**Extract to read**
_____
One could more easily walk through the kitchen to the living room. Kate’s beloved piano sits there at one end, covered in pictures of her father, her mother, grandmother and a beloved bunny rabbit, and the very couch that she had been trapped on, sat at the other end, so clean it looked new.
Three of the people who came to visit were among the men who have taken Kate, who has no living family, under their wings while trying to figure out the city’s protocol for dealing with something they’re seeing more and more of, especially when it comes to elderly people: hoarding.
LCI’s Trachten said he sees nine or ten such cases a year and the city could have condemned the house, forcing Kate to move. But that would have just left a boarded-up house on an otherwise beautiful neighborhood street.
The other factor was Kate. She didn’t want to leave her home. She is mentally competent, but clearly needs some level of daily assistance to meet her basic day-to-day needs.
“We can’t overstep,” Trachten said. “It’s tricky.”
Besides, Kate added, “I’m a professional woman. I didn’t want to be treated like garbage.”
“Any type of incident like this,” Saracco said, “we have to play by ear because there is no protocol.”
“It’s a crap shoot,” Kate said.
Left For Dead
In trying to help Kate, Trachten and Saracco reached out to the state housing court and the city’s elderly services and health departments. They learned the city doesn’t have one protocol to make sure people like Kate, who don’t have family or lots of money, get what they need. The reality is that there also is no way to be sure that someone as independent as Kate would have come to the attention of the city if she didn’t have caring neighbors.
The concerned neighbor, who started getting to know Kate last year while doing some work on a nearby house, said that once he realized the state of her living conditions, he made it a point to check regularly on her. He hauls garbage for the city and starts his day at 5 a.m.; he finds time to bring her three squares every day. In December, when she had her stroke, he was the one who convinced her that she needed to go to the hospital.
Kate needed someone to clean up her front door and entryway so she could get in her house when she got home from the rehabilitation center. So she called the neighbor.
“I love that lady like she’s my grandmother,” remarked the neighbor, who said he paid for the clean-up out of his own pocket and finished the job quickly with the help of friends. “Knowing that she doesn’t have anybody, I just did the best that I could do.”
Saracco pointed out that if Kate hadn’t agreed to the help she received, there was no telling how things would have ended up. The city might have had to start a condemnation procedure. Or Kate could have been seriously hurt.
“This really is just the best possible outcome,” Saracco said.
_____
**Raw data**
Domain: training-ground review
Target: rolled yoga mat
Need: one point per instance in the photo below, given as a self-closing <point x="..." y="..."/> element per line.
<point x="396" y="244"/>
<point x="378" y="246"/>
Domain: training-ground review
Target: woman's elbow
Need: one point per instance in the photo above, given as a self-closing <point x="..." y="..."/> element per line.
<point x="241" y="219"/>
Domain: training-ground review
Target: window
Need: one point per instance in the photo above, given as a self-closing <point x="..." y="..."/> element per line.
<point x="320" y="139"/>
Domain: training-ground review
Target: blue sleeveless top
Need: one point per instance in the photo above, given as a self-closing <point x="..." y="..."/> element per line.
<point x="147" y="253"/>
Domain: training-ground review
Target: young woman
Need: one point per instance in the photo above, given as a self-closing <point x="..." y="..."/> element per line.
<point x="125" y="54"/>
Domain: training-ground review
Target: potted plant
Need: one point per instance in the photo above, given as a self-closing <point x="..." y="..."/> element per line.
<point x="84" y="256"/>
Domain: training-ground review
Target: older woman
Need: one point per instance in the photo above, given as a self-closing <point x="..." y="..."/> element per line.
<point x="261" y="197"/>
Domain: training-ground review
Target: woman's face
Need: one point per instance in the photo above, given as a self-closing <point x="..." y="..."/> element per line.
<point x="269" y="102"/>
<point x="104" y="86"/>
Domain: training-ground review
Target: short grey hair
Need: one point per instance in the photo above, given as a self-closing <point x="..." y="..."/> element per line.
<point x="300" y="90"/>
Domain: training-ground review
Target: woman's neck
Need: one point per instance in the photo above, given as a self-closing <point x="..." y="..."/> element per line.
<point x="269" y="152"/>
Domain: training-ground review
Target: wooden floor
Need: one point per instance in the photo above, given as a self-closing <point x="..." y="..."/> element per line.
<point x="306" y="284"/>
_____
**Activities**
1. Change the article about Kate from "Kate needed someone" through "been seriously hurt.", between those two points, inclusive, replacing "rehabilitation center" with "care facility".
2. Answer these questions from the article about Kate.
(a) How many hoarding cases does Trachten say he sees each year?
(b) At what time does the neighbor start his day?
(c) In what month did Kate have her stroke?
3. For each statement, say whether it agrees with the article about Kate, and quote the words that decide it.
(a) Kate has living family.
(b) The neighbor paid for the clean-up himself.
(c) The city has a set protocol for incidents like this one.
The rows were taken from a different source than the article about Kate.

**Answers provided**
1.
Kate needed someone to clean up her front door and entryway so she could get in her house when she got home from the care facility. So she called the neighbor.
“I love that lady like she’s my grandmother,” remarked the neighbor, who said he paid for the clean-up out of his own pocket and finished the job quickly with the help of friends. “Knowing that she doesn’t have anybody, I just did the best that I could do.”
Saracco pointed out that if Kate hadn’t agreed to the help she received, there was no telling how things would have ended up. The city might have had to start a condemnation procedure. Or Kate could have been seriously hurt.

2.
(a) Nine or ten.
(b) 5 a.m.
(c) December.

3.
(a) No: "who has no living family"
(b) Yes: "he paid for the clean-up out of his own pocket"
(c) No: "there is no protocol"